## Problem to solve
Print all the entries verbatim.

[Dataset entries]

'''

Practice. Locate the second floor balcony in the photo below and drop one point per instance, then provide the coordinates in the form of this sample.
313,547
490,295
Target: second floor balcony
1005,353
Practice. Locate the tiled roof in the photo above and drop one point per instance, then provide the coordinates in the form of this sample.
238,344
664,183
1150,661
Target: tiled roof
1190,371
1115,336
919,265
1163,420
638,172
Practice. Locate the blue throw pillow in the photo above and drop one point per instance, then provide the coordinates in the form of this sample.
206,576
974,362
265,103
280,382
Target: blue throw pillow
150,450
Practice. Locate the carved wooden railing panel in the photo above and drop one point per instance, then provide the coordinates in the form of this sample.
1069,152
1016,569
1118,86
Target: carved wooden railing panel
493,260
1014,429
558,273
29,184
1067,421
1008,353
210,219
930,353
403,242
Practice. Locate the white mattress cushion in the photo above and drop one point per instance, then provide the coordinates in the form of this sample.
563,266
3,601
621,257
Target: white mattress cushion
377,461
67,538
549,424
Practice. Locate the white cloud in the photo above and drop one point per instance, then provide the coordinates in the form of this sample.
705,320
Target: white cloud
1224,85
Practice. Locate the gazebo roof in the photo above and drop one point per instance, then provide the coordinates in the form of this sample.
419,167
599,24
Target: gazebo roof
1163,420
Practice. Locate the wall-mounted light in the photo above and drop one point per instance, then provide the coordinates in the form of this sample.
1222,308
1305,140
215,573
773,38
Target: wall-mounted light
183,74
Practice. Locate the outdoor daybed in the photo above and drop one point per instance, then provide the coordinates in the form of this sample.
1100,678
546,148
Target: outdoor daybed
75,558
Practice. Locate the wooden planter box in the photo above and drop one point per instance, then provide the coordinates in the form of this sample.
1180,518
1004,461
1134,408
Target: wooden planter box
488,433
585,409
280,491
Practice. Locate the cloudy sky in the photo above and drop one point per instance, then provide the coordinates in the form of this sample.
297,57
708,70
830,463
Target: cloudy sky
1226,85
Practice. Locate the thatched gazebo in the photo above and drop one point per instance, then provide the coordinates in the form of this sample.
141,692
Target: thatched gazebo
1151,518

'''

## Exercise result
Practice. Locate the second floor balcony in the photo below and drop one point per instance, then provide the coordinates in the form of this sample.
313,547
490,295
Target: second floor balcony
1005,353
Practice. Locate the tiled roof in the photo above and drop one point per instance, then provide the coordinates in the form of this sample.
238,344
664,183
1150,661
Target: tiled roof
1190,371
1115,336
919,265
1163,420
638,172
Practice. Locate the blue throw pillow in the photo above and drop one point per instance, then provide the coordinates in the form of this sample.
206,576
974,362
265,103
280,382
Target: blue throw pillow
150,450
Practice. Locate the carved wooden railing panel in the photo above and drop one point per instance, then provide the coordinates in the form of this sample.
1069,152
1016,569
1118,86
Target: carved wooden railing panel
493,260
1014,429
558,273
29,184
1067,421
1008,353
210,219
930,353
403,242
Practice. Locate the white mattress cushion in the photo above and drop one point per instance, then provide the coordinates in the form of this sample.
563,266
3,601
621,257
Target: white mattress cushion
377,461
67,538
549,424
Practice. Locate the white cloud in the photo above and drop one point per instance, then provide the coordinates in the form of this sample.
705,320
Target: white cloud
1224,85
Practice. Locate the gazebo roof in the photo above and drop one point per instance, then provide the coordinates in the form of this sample.
419,167
599,24
Target: gazebo roof
1163,420
Practice. Locate the wall-mounted light in the photo above and drop one point per instance, then provide the coordinates in the form of this sample.
1222,308
1305,140
215,573
773,38
Target: wall-mounted light
183,74
Practice. Locate the outdoor daybed in the photo above and drop one point per instance, then provide the coordinates in the form of this sample.
1100,678
546,148
Target: outdoor daybed
75,558
Practice. Locate the wooden planter box in the photo above and drop one point per instance, then provide the coordinates in the form of this sample.
1180,518
1004,461
1134,408
Target: wooden planter box
488,433
585,409
280,491
Practice. Locate the cloudy sky in the photo above and drop one point per instance, then provide the coordinates in the form of this sample.
297,57
708,70
830,463
Target: cloudy sky
1226,85
Practice. Locate the thatched gazebo in the photo above and drop one point per instance, then provide the coordinates in the form of this sample.
141,692
Target: thatched gazebo
1151,518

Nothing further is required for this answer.